/---

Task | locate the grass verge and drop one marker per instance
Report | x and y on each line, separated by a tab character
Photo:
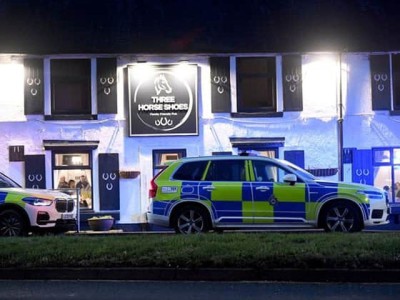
236	250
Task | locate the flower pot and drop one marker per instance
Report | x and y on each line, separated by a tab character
100	224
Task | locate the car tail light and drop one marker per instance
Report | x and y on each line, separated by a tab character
153	188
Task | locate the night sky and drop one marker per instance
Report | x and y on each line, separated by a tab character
193	26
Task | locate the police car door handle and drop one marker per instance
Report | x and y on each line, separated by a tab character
262	188
209	187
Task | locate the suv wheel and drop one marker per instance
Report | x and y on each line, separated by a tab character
11	223
191	219
341	216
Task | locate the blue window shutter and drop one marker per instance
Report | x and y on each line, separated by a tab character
362	171
296	157
35	171
109	181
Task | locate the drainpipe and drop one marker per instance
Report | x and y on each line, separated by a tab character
340	123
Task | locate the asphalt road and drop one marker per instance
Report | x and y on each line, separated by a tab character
149	290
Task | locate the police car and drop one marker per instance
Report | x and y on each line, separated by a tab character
33	210
195	195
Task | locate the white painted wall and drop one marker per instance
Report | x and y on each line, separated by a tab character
313	130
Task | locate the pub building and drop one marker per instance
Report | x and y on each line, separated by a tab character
108	121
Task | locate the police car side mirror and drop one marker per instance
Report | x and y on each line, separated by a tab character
290	178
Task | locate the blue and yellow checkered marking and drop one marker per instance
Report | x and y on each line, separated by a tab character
242	201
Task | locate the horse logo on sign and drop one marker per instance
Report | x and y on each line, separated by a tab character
161	84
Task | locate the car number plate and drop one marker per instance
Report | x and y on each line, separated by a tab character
67	216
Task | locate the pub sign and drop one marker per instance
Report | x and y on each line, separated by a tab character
163	100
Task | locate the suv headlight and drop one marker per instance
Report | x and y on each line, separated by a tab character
37	201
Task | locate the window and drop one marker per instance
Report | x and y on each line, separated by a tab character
70	87
264	171
256	81
226	170
162	157
191	171
72	171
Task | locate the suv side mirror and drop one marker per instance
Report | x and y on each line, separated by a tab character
290	178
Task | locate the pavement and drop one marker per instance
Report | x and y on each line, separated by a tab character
372	275
203	274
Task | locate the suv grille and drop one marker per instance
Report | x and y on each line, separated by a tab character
65	205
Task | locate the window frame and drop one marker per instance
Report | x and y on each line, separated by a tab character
238	106
54	79
157	167
86	167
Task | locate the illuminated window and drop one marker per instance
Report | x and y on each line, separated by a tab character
256	80
70	87
72	172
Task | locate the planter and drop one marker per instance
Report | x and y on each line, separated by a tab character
100	224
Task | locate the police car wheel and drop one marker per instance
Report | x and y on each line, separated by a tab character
341	216
191	219
11	223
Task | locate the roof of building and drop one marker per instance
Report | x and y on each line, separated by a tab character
193	26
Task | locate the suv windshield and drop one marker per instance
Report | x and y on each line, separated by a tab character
7	182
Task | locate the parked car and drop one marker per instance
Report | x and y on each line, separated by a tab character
200	194
33	210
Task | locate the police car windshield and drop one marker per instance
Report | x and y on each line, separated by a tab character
7	182
303	173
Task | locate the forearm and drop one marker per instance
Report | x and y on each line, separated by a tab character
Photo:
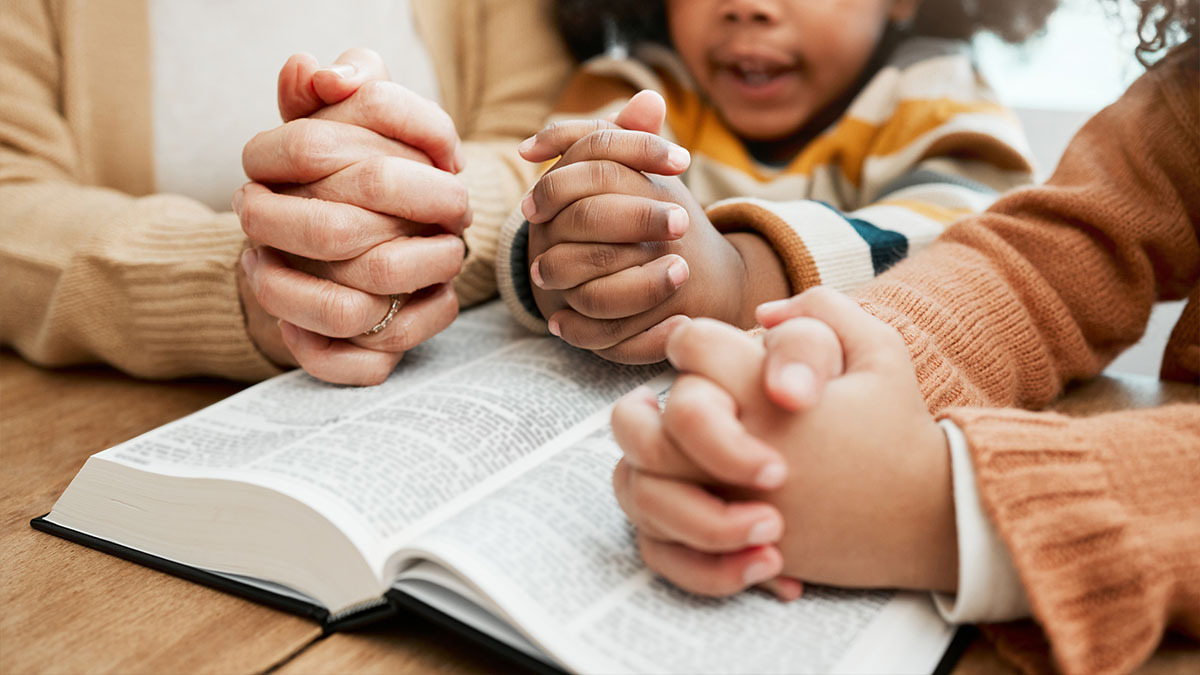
147	285
1104	530
765	275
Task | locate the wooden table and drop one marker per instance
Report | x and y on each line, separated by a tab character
70	609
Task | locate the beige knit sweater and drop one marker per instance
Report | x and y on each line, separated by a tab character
95	266
1102	514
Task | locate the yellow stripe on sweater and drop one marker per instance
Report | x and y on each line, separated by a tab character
933	211
847	144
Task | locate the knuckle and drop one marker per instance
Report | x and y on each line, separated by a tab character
400	334
684	412
251	214
648	216
377	374
654	288
603	173
582	213
312	145
328	233
342	316
547	189
712	532
459	198
601	257
592	300
267	292
612	330
379	272
372	181
600	142
376	97
642	500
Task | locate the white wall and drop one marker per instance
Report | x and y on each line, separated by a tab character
1056	82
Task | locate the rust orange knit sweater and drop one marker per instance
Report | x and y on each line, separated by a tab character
1102	514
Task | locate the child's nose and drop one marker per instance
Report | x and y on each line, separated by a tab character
750	11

\---

WHAT THE EXERCISE ASKS
Each record above needs to be transcribed word for word, with its pictures omitted.

TASK ANSWER
Task | locate the grass verge and drop one marker per instance
Report | x and y on each line, separated by a tab character
Photo:
236	250
Task | locate the flower pot and drop one marker per instance
Report | x and y on each line, separated by a tab character
100	224
Task | locate the car tail light and drop one marker per instance
Report | x and y on each line, separated by a tab character
153	188
Task | locate the night sky and drop one marker per instance
Report | x and y on each line, separated by a tab character
193	26
Task | locate the police car door handle and drop one marker per instance
Report | x and y on each line, separated by a tab character
262	188
209	187
Task | locate the suv wheel and drop one marker per instance
Report | x and y on each line, separated by a tab character
11	223
191	219
341	216
Task | locate the blue window shutter and drop one marker per instance
Report | x and y on each line, separated by a tab character
362	171
296	157
35	171
109	181
Task | locate the drainpipe and drop one marker per instance
Report | x and y on each line, separated by a tab character
340	123
Task | locate the asphalt road and drop one marker per instance
Report | x and y on each line, separated by a tab character
149	290
Task | locate the police car and drop one marker per instance
Report | x and y on each line, separated by a tab character
33	210
195	195
Task | locate the white painted wall and drop one marker per instance
Report | x and y on each line, separated by a tab character
313	130
Task | locate the pub building and drop one marker per instance
Report | x and y on each line, separated by a tab character
108	121
Task | locate the police car side mirror and drop one marker per instance
Report | x and y on each line, separated by a tab character
290	178
Task | locate the blue and yellow checkered marking and drop one marker per instance
Report | x and y on each line, separated by a tab character
242	201
Task | locate the horse logo on sign and drop one marker per instance
Report | x and y on each line, separated by a tab character
161	84
Task | locate the car number plate and drop one marker per instance
Report | x and y on each line, separated by a tab character
67	216
Task | locate the pub sign and drop one marker per instance
Report | x and y on each line, separated by a tab character
163	100
Task | locate the suv headlight and drop one marker per instance
Report | x and y on each line, separated by a tab character
37	201
Task | locate the window and drop one marker per instance
Report | x and y on each line, separated by a tab character
70	87
264	171
256	81
226	170
162	157
191	171
72	171
Task | locate the suv side mirror and drop one marker per instance
Report | x and y on each line, separated by a tab character
290	178
Task | locate the pavement and drop one marker per instance
Report | x and y on each line, separated by a tab character
372	275
203	274
Task | locate the suv grille and drop one marker per instance
Report | x and y on each line, separated by a tab character
65	205
Task | locate the window frame and drop one marker per instance
Report | x and y on each line, separated by a tab character
238	106
54	79
157	167
86	167
Task | locate the illuminated window and drop one marker per instance
Report | x and y on each line, separated by a tab character
256	80
70	87
72	172
Task | locate the planter and drop one marker per instance
Report | x and y on each line, separated by a tab character
100	224
Task | locate the police car wheel and drop one marker per instance
Report | x and y on each line, separated by a tab character
341	216
191	219
11	223
Task | locate the roof of building and drop one marker per instance
Report | x and y on each line, separated by a tab character
193	26
Task | locate the suv windshield and drop one marker per instance
Report | x and y on each line, separated by a tab character
7	182
Task | locate the parked car and drop one marker per instance
Report | x and y on each line, separated by a tab character
200	194
33	210
Task | locate the police car windshield and drop one marker per instance
Report | x and y on each line, separated by a tab character
7	182
303	173
Task | locate the forearm and drop one marker per instance
Report | x and y on each line, separated by a tab character
Photo:
147	285
1104	530
765	275
Task | locate the wooden table and drop one marker per instance
Report | x and y on each line, separated by a tab character
70	609
Task | locate the beige knit sweater and drop one marker per instance
Report | x and y on each line, separated by a tab character
95	266
1102	514
Task | locate the yellow stripe on sweater and drop one marker per instance
Report | x and y on each line, separated by a tab character
933	211
847	144
Task | locate the knuckle and drop one marker per instance
Report | x and y on each line, separated by a tab character
400	334
684	412
251	214
648	216
377	374
654	288
603	173
582	213
312	145
328	233
342	316
547	189
712	532
459	198
601	257
592	300
267	292
612	330
379	272
372	181
600	142
376	97
642	500
Task | locate the white wall and drop one marker per instance
Report | x and y on each line, separated by a tab character
1056	82
Task | locate the rust orange knit sweater and drop one marker per instance
Report | x and y on each line, separated by a tab character
1102	514
Task | locate the child's nose and drop one marker per instance
Report | x and y on each line, separated by a tab character
750	11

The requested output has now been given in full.